Dans les données ci-dessous, recopiez les lignes en commençant à celle qui contient « I trust your judgement on this. Please find the cloud » et en vous arrêtant après celle qui contient « [960,6,1095,60] », demandes comprises. Décalez de 150 chaque nombre des coordonnées de cadre, sans modifier le texte des demandes.

┌──

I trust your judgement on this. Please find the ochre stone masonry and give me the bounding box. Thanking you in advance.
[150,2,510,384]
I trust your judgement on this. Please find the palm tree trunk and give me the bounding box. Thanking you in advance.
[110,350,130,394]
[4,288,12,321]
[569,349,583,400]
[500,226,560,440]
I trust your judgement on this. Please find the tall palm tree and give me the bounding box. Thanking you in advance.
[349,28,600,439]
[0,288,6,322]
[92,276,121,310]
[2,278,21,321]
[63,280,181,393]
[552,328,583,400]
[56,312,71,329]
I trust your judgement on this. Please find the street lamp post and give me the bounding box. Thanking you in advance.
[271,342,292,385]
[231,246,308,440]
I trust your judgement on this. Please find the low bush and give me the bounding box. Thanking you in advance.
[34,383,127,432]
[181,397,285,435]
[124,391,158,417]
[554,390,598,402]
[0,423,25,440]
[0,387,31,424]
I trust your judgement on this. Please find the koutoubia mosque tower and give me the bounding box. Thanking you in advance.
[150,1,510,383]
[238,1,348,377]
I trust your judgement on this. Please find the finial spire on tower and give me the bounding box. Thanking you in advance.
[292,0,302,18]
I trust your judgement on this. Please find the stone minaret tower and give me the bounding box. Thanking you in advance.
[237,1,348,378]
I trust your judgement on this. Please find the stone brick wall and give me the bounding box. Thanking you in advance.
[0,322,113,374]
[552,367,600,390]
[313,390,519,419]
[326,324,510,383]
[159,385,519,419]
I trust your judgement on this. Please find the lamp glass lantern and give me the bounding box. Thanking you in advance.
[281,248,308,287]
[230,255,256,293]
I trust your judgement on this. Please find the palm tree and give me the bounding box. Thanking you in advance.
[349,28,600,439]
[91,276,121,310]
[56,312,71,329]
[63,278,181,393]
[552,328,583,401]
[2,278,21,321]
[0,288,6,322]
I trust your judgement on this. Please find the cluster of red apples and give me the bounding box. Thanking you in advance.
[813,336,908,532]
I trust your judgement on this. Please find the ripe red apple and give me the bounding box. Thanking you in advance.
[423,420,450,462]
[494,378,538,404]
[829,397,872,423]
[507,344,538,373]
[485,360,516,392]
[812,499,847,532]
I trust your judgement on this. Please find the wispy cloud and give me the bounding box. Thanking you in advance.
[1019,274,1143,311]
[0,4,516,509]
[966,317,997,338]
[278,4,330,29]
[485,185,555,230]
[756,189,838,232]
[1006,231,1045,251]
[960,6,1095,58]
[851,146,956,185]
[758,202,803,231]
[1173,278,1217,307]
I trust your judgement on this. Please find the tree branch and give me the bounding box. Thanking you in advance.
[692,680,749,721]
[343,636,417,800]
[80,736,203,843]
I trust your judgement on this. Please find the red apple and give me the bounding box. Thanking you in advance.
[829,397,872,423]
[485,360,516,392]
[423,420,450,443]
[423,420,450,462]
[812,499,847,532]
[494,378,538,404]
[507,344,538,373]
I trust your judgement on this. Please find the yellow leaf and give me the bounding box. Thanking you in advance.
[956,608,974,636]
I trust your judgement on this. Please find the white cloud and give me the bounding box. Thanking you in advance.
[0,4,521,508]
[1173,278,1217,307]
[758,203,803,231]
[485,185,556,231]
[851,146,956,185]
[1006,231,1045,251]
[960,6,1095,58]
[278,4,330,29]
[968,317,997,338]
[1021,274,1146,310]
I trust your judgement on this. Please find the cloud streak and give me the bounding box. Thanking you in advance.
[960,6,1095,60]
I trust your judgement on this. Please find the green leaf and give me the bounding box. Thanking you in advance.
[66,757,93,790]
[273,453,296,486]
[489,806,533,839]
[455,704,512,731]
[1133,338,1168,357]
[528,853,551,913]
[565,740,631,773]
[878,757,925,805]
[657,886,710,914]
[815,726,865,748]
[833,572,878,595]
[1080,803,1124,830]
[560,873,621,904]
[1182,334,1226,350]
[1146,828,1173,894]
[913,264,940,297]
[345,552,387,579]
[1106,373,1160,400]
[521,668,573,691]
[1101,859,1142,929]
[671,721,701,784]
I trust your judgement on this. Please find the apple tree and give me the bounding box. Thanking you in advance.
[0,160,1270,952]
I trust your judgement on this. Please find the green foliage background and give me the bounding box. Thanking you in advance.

└──

Solution
I trust your judgement on this. Please find the cloud streak and give me the bounding box. Thanking you in advance.
[1110,156,1245,210]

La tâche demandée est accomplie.